Items stored from a collection:
================================

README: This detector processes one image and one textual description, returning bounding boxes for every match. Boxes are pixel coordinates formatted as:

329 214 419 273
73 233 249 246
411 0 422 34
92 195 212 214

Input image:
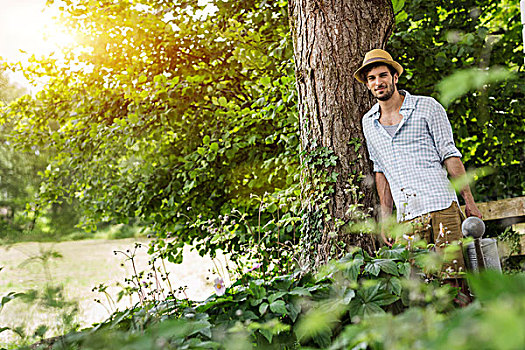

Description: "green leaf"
259 328 273 344
268 292 287 303
437 67 514 107
286 303 301 322
210 142 219 152
259 303 269 316
392 0 405 15
270 300 287 315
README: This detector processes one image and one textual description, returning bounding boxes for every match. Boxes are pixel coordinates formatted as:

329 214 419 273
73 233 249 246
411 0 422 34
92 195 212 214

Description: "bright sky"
0 0 73 89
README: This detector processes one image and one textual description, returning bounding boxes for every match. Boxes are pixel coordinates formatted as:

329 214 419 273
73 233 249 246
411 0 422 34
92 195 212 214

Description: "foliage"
1 0 299 261
19 246 442 349
0 249 79 347
387 0 525 201
12 246 525 349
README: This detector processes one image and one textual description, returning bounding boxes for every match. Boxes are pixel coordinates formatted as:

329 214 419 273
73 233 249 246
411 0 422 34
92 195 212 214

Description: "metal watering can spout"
461 216 501 272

================================

Task brief:
Output every line of the items above as one numbered list, skipping blank lines and leaving out the picture.

Result of the task:
1. README: This detector processes one image and one textual description, returning bounding boxes for every match. Boxes are pixel coordinates formatted as:
2. 329 214 419 273
3. 73 233 249 246
4. 411 0 422 34
5. 92 195 212 214
6. Input image:
7. Description: "green leaf"
8. 259 328 273 344
9. 268 292 287 303
10. 437 67 514 107
11. 286 303 301 322
12. 210 142 219 152
13. 259 303 269 316
14. 392 0 405 15
15. 270 300 287 315
16. README: This detector processes one image and one textual description, returning bounding boxes for every match. Boxes are pixel coordinates formatted as:
17. 329 214 419 273
18. 73 233 249 246
19. 411 0 422 34
20. 92 195 212 214
21. Description: "bright sky"
22. 0 0 73 89
23. README: This detector processes one image and one textual description, returning bounding boxes for every match. Boxes are pixel coordinates formatted as:
24. 329 214 419 273
25. 73 233 249 246
26. 411 0 422 34
27. 92 195 212 214
28. Description: "foliage"
29. 1 0 299 261
30. 19 246 442 349
31. 0 249 79 347
32. 387 0 525 201
33. 12 246 525 349
34. README: This detector processes one image and one textual description, returning bounding boxes for every match. Boxes are pixel coordinates formatted as:
35. 329 214 419 273
36. 73 233 249 246
37. 411 0 422 34
38. 92 195 212 214
39. Description: "metal watering can spout"
40. 461 216 501 272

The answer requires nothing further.